SELECTED TEXT ::
+++++
Future Performance Anxiety

OLYMPUS DIGITAL CAMERAThere are days we can be overtaken, we feel paralyzed by a single emotion and can’t move. Usually when this happens the emotion simply rolls over us, doesn’t really matter whether we are prepared, it comes in and takes over, intelligence is locked up, pragmatism sent to sit in a corner with dunce cap on; we are reduced by our feelings to a primal state.

Do you know what I am talking about, those feelings we get every now and then in our lives? They don’t have to be the terrible ones; just the ones that make us stop everything. As a woman, I suspect I give in to these moments of madness more easily or maybe, it is I admit to them more openly. I am not ashamed I have an emotional life; my heart still beats and still bleeds. It is my hope because I can still be hurt I am also able to feel great joy and someday perhaps great love as well. I am grateful (I think) I live alone right now; this way when I am paralyzed no one is here to witness; that is unless I tell them. Usually I tell, admitting to weakness because I need a good, swift kick in my hindquarters.

Even when everything feels done, it isn’t quite over. Does that make sense? It is the absolute truth. On 13 December last year, my husband walked out of our marriage for the second time. Without a note, a backward glance or a goodbye, he had his reasons and whether they were good, bad or true they were his. At that time, on that day I was paralyzed by grief.
+++++
DATASET EXCERPT ::
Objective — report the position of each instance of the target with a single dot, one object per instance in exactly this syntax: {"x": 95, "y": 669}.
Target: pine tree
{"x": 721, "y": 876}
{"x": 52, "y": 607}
+++++
STATED TASK :: Transcribe the passage about future performance anxiety word for word, beginning at the words "Future Performance Anxiety" and stopping after "a primal state.". Draw solely on the passage about future performance anxiety, not on the listing.

WRITTEN ANSWER ::
Future Performance Anxiety

OLYMPUS DIGITAL CAMERAThere are days we can be overtaken, we feel paralyzed by a single emotion and can’t move. Usually when this happens the emotion simply rolls over us, doesn’t really matter whether we are prepared, it comes in and takes over, intelligence is locked up, pragmatism sent to sit in a corner with dunce cap on; we are reduced by our feelings to a primal state.